## start Data for processing

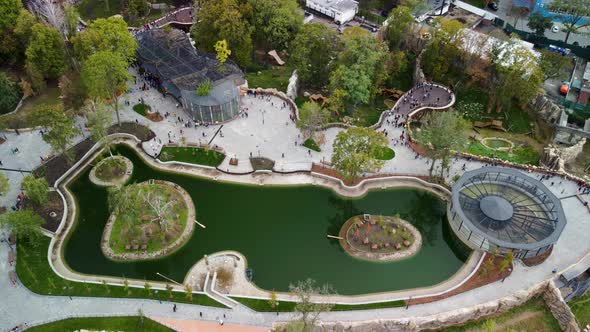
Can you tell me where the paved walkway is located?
[0,75,590,329]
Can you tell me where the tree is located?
[0,172,10,196]
[37,105,80,161]
[385,6,414,50]
[332,127,394,181]
[215,39,231,66]
[526,11,553,37]
[539,50,572,80]
[81,51,131,125]
[0,72,22,114]
[297,101,330,138]
[26,23,66,79]
[248,0,303,50]
[289,279,334,332]
[22,175,49,206]
[72,17,137,67]
[330,33,389,105]
[548,0,590,43]
[289,23,341,88]
[416,111,469,177]
[0,209,45,246]
[191,0,253,66]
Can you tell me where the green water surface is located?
[64,146,465,294]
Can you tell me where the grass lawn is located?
[246,65,293,92]
[232,297,406,312]
[27,316,174,332]
[159,146,225,167]
[569,293,590,328]
[467,141,541,165]
[0,86,61,128]
[375,146,395,160]
[438,298,561,332]
[16,236,224,307]
[303,138,322,152]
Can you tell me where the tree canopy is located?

## end Data for processing

Can you reproduce the data above with "is located" substituted by "can be found" throughout, keeping everything else the same and omitting the pictures?

▶ Solution below
Can you tell me where the paved walkway can be found?
[0,75,590,329]
Can you tell me where the tree can be found?
[0,172,10,196]
[37,105,80,161]
[385,6,414,50]
[332,127,394,181]
[215,39,231,66]
[526,11,553,37]
[539,50,572,80]
[81,51,131,125]
[0,72,22,114]
[297,101,330,138]
[26,23,66,79]
[248,0,303,50]
[289,279,334,332]
[22,175,49,206]
[72,17,137,67]
[330,33,389,105]
[548,0,590,43]
[289,23,341,88]
[416,111,469,177]
[0,209,45,246]
[191,0,253,66]
Can you tell me where the green water surface can be found?
[64,146,465,294]
Can you tell me where the grass lawn can be found?
[246,65,293,92]
[232,297,406,312]
[27,316,174,332]
[159,146,225,167]
[569,293,590,328]
[467,141,541,165]
[0,86,61,128]
[375,146,395,160]
[438,298,561,332]
[16,236,224,307]
[303,138,322,152]
Can you tell me where the tree canopy can be found?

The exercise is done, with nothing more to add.